Go to the line below containing "In each <instance>" and print exactly from there through the line containing "positive clicks: (441, 450)", both included. Print nothing else.

__Materials provided__.
======

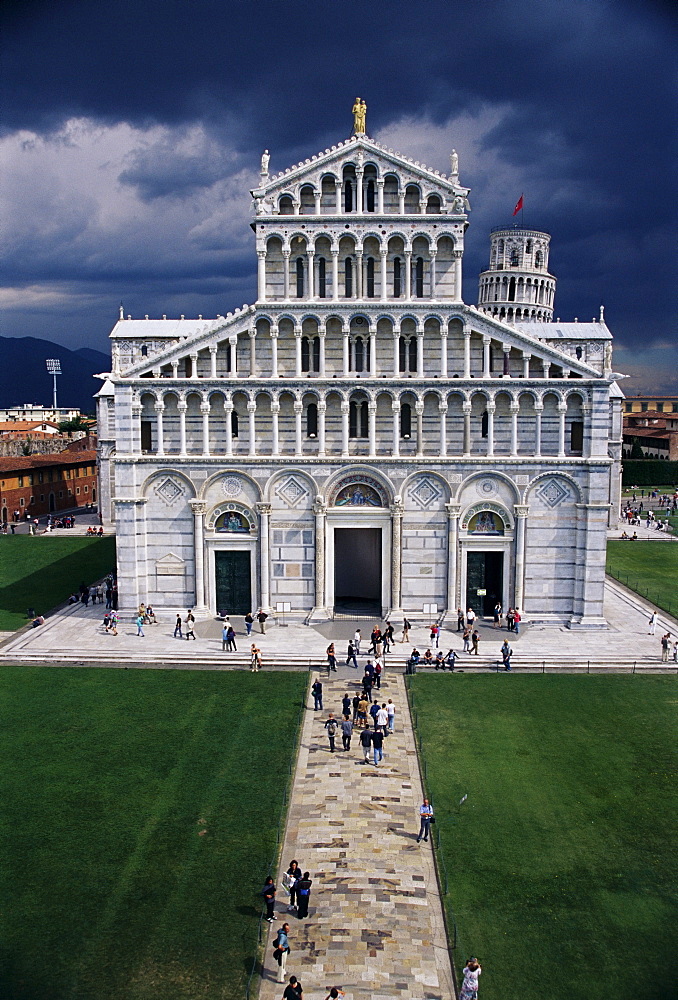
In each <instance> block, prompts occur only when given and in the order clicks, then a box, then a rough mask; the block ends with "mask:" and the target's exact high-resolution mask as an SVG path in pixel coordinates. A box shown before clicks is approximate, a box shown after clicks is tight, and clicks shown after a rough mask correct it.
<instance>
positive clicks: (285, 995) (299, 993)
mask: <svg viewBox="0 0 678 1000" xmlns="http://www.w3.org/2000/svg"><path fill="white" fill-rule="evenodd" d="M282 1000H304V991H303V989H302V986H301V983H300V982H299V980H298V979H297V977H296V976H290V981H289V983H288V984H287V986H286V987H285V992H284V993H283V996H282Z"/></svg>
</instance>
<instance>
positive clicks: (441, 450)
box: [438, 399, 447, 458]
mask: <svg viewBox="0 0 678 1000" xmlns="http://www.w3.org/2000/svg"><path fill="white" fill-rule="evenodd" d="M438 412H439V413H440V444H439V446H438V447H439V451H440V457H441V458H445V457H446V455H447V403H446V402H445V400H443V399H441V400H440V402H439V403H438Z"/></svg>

======

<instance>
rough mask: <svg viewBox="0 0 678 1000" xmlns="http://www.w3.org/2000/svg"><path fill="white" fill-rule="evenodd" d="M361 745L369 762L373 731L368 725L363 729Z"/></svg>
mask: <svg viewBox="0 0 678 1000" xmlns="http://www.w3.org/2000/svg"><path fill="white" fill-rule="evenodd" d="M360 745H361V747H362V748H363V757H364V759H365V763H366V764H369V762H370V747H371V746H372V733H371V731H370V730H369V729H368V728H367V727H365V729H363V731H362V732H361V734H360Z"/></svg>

======

__Answer to the problem__.
In each <instance> block, prompts occur only when given and in the order clicks, then a box, then a rough mask; the block ends with "mask:" and the target's exact high-resolution mask as an SVG path in pixel coordinates. A box shown before clicks is approximate, a box shown after clicks is tight, and clicks shown after a rough mask correct it.
<instance>
positive clicks: (285, 995) (299, 993)
mask: <svg viewBox="0 0 678 1000" xmlns="http://www.w3.org/2000/svg"><path fill="white" fill-rule="evenodd" d="M282 1000H304V991H303V989H302V986H301V983H300V982H299V980H298V979H297V977H296V976H290V981H289V983H288V984H287V986H286V987H285V992H284V993H283V996H282Z"/></svg>
</instance>
<instance>
positive clicks: (441, 450)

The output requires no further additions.